§ **Task to carry out**
List every line in the items below that contains the word "silhouette".

══ Records

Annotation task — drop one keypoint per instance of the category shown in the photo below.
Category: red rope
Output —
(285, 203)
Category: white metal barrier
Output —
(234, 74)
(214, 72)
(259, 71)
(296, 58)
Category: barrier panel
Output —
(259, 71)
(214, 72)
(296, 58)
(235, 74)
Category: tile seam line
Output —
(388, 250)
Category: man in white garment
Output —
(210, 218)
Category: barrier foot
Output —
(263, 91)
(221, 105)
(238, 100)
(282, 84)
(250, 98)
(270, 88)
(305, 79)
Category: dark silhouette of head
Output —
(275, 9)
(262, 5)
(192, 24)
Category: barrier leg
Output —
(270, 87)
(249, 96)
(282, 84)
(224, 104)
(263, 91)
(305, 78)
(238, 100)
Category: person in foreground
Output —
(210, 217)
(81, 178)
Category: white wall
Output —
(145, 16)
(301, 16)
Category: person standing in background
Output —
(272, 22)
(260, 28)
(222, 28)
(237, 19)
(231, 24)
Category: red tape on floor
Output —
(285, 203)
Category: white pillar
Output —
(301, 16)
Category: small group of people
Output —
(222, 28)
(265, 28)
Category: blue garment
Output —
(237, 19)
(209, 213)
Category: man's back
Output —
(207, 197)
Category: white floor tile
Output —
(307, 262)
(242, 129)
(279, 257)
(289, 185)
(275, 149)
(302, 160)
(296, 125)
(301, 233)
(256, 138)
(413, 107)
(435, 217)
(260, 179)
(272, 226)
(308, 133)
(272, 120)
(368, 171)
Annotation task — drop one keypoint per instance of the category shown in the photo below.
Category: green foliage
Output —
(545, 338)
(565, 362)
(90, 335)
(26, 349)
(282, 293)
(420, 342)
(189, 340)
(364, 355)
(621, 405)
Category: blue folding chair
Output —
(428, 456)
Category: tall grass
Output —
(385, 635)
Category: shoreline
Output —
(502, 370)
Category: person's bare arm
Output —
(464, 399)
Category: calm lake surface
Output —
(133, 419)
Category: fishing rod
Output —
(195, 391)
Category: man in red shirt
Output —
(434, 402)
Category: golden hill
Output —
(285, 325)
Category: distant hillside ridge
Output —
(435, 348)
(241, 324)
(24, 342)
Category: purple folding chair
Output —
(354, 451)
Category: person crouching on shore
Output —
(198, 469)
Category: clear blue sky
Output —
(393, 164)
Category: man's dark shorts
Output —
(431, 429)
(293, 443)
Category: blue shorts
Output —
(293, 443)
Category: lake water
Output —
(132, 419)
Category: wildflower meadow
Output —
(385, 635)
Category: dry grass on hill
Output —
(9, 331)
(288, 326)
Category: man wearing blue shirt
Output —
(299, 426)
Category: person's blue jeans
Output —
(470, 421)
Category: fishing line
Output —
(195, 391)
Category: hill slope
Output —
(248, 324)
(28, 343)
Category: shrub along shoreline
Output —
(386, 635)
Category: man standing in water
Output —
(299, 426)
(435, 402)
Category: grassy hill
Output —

════
══ Records

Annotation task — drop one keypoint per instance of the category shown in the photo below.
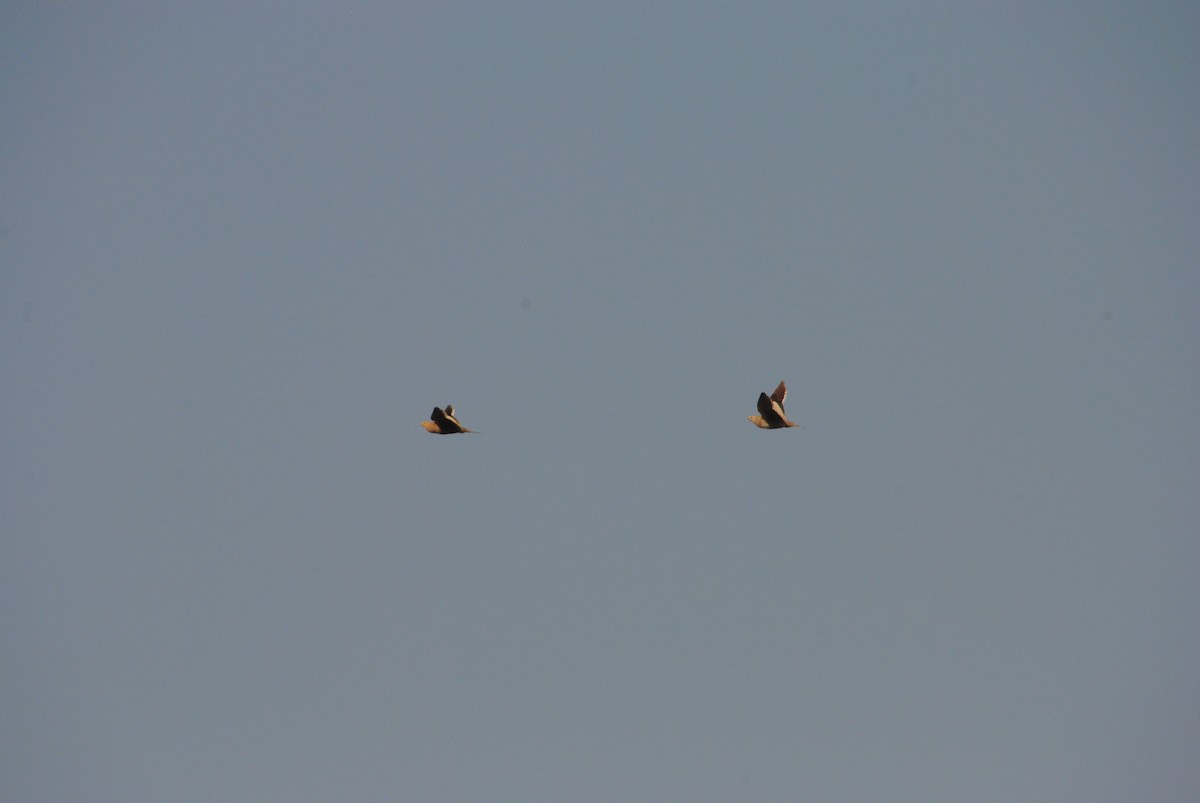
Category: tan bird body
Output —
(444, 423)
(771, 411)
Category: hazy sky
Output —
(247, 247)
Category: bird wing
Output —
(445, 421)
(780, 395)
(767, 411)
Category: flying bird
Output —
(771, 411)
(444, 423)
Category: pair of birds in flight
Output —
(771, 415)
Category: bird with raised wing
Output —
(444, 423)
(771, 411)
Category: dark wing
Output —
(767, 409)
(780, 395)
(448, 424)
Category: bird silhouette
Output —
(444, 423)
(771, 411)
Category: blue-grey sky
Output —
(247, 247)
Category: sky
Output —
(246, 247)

════
══ Records

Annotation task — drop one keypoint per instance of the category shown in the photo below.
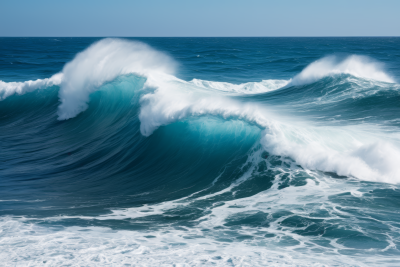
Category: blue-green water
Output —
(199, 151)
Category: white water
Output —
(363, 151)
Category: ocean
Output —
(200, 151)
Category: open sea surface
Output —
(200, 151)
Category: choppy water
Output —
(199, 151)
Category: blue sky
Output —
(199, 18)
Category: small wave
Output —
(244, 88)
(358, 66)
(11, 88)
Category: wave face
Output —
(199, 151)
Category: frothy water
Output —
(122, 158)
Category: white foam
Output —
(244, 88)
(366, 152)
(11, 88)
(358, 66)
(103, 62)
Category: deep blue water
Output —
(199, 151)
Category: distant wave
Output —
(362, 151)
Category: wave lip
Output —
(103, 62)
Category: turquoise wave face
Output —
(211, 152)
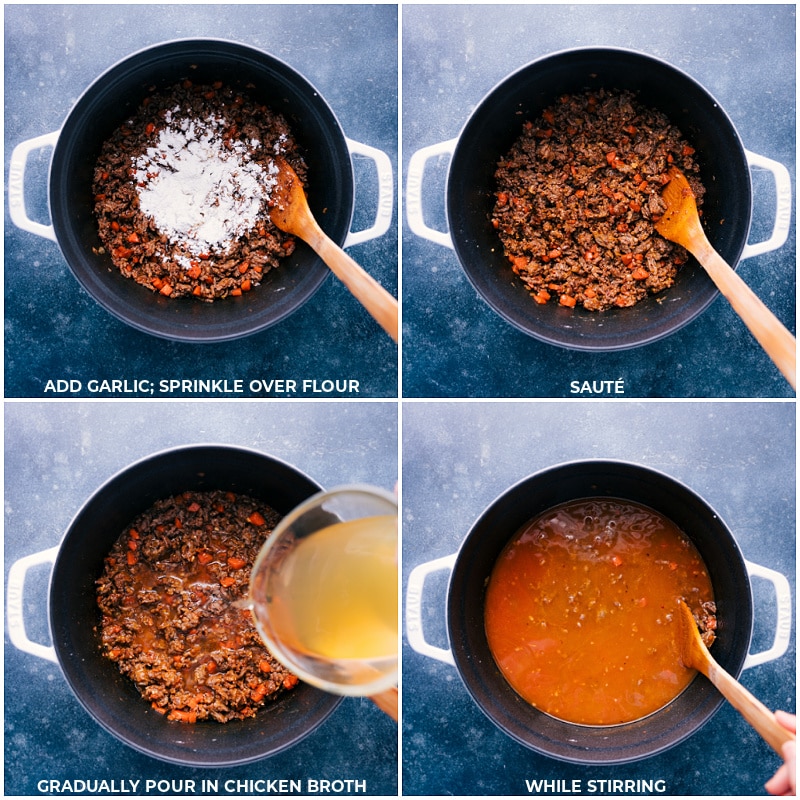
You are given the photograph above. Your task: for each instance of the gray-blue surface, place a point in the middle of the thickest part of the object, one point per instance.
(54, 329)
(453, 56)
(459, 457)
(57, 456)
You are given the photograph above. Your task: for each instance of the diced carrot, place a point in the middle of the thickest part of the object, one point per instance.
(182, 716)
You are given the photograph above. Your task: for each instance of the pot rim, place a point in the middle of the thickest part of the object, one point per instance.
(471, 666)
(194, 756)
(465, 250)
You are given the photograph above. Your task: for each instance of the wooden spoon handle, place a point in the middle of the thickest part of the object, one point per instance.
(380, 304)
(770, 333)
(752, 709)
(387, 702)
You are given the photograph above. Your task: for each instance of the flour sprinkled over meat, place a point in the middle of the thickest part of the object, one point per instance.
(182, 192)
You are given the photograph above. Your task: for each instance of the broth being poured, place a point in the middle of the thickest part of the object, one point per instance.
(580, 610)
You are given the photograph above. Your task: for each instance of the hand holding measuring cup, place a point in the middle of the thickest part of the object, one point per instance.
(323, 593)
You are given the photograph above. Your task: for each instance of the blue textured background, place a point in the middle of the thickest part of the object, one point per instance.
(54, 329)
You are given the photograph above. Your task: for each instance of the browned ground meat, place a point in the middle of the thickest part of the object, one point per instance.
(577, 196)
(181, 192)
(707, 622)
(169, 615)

════

§ **Final result**
Category: dark silhouette of head
Category: bird silhouette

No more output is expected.